Start of Page excerpt

Companies have historically used asbestosis for dozens of commercial applications. Asbestos is a fire retardant and an excellent insulator. It has served purposes in everything from vehicle brakes and navy ships to insulation. That means workers across a broad range of industries could have work-related exposure to asbestos and to the serious medical complications it can create.
Given that many people exposed to asbestos go decades before they have symptoms of possibly fatal conditions like mesothelioma, those who show symptoms early on of less-dangerous conditions like asbestosis may feel fortunate. Sadly, asbestosis has some medical correlation with later cancer issues.
What is asbestosis?
Asbestosis is a disease of the lungs that develops because an individual inhales asbestos fibers. Over time, inhaled particles of asbestos may lead to scarring of the lung tissue. Asbestos fibers become lodged in the sections of the lungs and irritate them, a process which then leads to scar tissue because of the irritation the asbestos causes. That scar tissue can lead to difficulty breathing because it will reduce the flexibility of the lungs and a person’s ability to easily inhale and exhale.

End of Page excerpt
Start of Extracted data

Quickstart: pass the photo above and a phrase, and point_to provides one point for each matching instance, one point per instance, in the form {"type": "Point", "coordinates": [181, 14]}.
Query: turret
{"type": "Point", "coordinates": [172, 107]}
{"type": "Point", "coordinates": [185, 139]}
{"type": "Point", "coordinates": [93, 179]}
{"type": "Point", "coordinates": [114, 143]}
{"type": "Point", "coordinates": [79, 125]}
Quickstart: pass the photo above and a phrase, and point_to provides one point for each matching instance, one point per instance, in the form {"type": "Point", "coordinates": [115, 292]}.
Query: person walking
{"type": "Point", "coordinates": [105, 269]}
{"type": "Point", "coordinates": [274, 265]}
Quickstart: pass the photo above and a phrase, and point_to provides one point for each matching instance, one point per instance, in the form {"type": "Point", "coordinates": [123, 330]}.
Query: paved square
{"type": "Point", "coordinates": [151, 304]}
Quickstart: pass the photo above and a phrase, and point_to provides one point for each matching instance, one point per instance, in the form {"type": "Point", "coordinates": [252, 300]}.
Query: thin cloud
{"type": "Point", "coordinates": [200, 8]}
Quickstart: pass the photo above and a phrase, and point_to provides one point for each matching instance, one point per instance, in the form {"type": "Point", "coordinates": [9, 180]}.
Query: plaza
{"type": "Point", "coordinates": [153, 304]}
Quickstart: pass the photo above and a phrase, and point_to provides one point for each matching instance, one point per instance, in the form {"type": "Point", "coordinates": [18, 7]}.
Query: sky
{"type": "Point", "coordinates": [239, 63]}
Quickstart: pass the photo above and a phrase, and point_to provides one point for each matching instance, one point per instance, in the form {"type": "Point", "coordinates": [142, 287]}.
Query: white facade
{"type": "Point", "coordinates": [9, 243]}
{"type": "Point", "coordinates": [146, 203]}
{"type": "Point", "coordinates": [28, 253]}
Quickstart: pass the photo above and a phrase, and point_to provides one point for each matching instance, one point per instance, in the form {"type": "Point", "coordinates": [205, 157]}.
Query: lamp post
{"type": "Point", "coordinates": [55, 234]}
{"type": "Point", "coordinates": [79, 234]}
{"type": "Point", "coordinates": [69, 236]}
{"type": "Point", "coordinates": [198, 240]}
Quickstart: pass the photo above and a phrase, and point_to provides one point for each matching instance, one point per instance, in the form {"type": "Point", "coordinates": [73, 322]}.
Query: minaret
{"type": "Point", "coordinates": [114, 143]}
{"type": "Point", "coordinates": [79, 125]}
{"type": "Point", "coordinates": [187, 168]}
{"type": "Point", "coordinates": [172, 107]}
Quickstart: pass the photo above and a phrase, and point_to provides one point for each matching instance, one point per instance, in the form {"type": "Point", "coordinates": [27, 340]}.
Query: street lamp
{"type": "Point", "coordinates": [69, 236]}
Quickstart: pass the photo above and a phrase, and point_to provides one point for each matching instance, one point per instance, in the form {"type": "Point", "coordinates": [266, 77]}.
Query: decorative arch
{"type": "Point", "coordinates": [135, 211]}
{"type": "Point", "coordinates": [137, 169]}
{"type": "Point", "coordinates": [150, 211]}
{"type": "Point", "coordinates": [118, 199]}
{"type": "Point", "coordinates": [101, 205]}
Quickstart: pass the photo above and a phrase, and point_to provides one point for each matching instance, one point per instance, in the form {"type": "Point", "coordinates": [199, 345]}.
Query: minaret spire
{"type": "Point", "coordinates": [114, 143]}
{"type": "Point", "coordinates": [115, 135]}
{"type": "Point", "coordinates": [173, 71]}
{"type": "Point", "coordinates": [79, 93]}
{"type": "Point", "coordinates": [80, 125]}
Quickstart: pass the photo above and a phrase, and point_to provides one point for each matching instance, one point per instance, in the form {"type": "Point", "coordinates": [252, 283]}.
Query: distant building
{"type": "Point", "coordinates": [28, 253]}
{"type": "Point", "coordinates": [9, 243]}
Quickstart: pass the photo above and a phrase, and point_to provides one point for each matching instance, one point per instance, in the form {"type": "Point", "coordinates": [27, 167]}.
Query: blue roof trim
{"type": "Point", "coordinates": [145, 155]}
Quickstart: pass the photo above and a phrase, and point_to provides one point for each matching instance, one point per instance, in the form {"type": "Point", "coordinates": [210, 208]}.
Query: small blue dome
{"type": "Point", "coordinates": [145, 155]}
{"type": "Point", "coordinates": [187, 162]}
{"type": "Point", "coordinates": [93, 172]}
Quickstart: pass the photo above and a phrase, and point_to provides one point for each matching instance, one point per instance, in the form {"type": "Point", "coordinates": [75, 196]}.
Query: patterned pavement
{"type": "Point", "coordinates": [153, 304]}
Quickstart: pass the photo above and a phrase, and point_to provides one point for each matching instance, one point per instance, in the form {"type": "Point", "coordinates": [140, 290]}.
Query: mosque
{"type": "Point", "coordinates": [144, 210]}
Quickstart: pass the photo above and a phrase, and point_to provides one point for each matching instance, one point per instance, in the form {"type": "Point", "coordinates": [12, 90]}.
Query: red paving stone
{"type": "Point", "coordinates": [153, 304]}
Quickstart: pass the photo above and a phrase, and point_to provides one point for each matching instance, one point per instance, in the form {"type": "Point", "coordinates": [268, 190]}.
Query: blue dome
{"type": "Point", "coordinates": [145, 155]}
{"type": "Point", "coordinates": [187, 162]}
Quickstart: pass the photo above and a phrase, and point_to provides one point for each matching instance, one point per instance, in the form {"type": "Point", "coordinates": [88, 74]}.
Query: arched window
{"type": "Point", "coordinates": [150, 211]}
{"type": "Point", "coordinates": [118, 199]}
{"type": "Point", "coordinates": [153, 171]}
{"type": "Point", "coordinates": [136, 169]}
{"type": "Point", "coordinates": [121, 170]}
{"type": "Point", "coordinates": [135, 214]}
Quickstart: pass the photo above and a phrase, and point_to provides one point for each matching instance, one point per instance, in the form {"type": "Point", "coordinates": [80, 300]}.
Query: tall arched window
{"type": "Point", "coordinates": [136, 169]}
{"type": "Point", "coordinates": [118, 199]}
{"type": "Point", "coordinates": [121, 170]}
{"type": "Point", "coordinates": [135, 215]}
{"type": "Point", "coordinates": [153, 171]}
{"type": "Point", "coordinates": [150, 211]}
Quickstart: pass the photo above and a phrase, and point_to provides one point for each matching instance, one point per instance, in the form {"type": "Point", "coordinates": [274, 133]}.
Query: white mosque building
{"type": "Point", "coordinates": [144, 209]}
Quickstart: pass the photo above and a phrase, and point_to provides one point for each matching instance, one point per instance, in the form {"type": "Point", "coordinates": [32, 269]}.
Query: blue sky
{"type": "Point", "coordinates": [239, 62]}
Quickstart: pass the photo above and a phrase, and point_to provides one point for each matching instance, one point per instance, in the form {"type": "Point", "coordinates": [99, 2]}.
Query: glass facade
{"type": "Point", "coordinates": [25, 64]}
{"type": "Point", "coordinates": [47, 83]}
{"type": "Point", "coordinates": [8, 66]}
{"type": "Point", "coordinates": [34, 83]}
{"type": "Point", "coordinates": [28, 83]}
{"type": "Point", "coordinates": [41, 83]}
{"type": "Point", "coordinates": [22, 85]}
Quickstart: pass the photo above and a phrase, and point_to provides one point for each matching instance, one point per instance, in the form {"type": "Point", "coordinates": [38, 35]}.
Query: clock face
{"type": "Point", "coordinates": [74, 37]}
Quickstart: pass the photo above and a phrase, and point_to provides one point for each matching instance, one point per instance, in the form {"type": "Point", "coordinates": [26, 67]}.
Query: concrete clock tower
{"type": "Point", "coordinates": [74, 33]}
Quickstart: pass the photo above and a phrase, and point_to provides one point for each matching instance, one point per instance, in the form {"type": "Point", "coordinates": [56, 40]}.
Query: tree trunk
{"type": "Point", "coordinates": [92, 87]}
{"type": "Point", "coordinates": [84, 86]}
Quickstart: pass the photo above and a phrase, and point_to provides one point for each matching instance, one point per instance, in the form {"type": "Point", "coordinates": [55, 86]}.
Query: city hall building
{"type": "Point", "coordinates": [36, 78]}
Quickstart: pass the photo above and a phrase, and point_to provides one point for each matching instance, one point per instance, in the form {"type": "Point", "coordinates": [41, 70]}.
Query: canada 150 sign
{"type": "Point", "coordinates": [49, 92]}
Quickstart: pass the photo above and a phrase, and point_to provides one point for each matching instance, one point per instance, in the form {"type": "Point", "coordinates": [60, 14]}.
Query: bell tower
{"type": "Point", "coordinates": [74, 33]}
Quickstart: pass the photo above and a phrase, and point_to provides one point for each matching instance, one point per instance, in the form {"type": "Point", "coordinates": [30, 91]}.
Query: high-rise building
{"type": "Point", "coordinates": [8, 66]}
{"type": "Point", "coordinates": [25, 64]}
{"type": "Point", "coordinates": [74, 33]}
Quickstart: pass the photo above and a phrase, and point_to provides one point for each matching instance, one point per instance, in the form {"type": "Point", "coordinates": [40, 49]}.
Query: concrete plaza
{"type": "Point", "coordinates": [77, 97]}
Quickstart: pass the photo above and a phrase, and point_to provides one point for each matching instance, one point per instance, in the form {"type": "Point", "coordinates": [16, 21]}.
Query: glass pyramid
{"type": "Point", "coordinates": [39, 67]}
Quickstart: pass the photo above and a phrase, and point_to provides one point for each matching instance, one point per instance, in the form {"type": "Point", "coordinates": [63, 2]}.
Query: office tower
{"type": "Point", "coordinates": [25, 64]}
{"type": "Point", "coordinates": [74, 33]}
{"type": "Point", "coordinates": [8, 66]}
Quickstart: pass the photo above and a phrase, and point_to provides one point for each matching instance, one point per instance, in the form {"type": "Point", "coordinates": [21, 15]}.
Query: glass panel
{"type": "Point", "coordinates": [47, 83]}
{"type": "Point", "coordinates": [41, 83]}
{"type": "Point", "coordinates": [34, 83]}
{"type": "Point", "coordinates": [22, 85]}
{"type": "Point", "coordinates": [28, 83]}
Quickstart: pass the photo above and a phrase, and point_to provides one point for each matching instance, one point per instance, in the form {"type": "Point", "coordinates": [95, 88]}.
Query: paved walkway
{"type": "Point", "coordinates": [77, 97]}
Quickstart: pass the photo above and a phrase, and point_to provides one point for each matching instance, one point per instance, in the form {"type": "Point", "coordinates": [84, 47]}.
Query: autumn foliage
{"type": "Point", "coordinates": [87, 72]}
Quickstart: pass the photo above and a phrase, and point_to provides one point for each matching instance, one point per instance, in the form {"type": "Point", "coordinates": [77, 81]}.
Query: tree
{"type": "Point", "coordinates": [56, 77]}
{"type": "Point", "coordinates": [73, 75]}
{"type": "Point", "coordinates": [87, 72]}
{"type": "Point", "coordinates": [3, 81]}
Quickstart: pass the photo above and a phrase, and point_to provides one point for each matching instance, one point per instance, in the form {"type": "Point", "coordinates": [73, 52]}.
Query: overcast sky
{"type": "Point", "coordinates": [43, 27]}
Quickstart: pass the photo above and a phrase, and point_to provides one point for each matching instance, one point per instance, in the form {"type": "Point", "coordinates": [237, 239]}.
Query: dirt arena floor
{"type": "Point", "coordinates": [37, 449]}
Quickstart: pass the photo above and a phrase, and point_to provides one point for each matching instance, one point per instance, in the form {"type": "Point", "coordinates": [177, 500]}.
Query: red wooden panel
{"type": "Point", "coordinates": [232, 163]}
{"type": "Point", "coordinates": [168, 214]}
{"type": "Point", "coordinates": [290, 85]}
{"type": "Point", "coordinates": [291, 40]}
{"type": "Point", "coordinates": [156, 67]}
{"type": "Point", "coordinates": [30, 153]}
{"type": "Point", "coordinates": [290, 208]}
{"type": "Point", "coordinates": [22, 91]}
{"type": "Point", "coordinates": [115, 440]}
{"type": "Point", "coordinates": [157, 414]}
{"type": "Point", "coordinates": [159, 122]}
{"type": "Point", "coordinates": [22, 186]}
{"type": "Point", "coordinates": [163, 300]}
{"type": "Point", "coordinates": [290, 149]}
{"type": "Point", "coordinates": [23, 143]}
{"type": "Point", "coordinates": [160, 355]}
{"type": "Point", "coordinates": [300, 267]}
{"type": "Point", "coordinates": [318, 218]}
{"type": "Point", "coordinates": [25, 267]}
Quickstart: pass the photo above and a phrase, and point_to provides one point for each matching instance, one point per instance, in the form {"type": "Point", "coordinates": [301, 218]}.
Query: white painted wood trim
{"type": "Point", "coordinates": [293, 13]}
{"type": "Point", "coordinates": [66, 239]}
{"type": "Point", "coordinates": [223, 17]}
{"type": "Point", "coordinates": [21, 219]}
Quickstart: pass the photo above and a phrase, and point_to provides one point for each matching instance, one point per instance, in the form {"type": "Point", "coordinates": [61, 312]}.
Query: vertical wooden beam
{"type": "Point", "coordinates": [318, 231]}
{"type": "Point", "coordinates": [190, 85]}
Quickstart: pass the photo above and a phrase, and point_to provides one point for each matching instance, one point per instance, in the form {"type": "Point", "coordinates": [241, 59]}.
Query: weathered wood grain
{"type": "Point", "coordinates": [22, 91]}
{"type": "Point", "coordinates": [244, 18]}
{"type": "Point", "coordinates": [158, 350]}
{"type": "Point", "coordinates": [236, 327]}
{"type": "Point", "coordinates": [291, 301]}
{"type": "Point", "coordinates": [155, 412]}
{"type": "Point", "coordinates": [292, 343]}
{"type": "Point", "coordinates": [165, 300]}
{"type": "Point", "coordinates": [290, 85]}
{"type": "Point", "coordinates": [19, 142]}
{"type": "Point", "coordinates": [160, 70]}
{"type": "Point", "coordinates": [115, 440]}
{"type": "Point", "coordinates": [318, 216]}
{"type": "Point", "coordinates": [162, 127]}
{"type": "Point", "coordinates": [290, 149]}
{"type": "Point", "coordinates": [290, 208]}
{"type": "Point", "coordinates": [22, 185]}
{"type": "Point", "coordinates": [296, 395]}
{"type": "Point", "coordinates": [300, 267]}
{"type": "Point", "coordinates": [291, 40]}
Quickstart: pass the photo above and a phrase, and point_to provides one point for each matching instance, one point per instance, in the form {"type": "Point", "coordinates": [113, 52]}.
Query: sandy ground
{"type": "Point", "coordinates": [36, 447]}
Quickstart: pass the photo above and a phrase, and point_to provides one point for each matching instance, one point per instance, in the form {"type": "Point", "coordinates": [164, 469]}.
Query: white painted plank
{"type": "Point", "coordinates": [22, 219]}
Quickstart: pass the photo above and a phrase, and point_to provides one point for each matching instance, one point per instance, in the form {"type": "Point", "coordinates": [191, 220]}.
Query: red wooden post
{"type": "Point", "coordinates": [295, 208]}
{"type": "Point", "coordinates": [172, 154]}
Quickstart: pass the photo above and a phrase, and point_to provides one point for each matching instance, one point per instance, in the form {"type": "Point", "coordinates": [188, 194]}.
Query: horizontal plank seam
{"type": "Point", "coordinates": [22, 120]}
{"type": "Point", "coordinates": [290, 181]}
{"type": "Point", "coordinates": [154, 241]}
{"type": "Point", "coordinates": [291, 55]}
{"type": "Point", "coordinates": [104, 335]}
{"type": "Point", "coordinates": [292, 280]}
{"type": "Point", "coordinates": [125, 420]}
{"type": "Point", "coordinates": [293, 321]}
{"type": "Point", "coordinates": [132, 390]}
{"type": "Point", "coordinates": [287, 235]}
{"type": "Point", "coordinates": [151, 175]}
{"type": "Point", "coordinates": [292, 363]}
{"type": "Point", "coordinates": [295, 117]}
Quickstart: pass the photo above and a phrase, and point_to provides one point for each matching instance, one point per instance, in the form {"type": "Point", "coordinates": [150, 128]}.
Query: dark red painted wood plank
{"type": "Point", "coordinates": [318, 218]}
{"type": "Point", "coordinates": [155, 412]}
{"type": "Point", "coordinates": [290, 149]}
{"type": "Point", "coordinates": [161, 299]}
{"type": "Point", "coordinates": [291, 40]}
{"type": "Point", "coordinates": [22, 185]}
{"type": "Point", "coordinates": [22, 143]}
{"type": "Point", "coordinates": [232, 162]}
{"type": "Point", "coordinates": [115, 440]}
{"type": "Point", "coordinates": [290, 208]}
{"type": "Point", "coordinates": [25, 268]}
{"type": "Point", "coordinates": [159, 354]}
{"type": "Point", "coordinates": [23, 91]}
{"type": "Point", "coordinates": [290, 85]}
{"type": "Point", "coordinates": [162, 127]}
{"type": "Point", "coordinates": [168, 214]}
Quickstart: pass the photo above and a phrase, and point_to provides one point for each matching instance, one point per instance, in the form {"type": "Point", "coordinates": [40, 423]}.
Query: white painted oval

End of Extracted data

* Required actions:
(1) In the asbestosis passage, why does scar tissue make breathing difficult?
(2) Extend the asbestosis passage onward from its final sentence.
The rows play no part in what comes next.

* Answers below:
(1) It reduces the flexibility of the lungs and a person's ability to easily inhale and exhale.

(2)
Those with asbestosis are more likely than others to develop lung cancer
When compared with the general population, workers who have already developed asbestosis because of workplace asbestos exposure are more likely to develop lung cancer. Those already in the subset of the population that smoke tobacco products have an even higher risk than others.
However, just because personal decisions like tobacco consumption may have elevated your risk does not mean that you lose out on your right to compensation because of a work-acquired disease like asbestosis or lung cancer.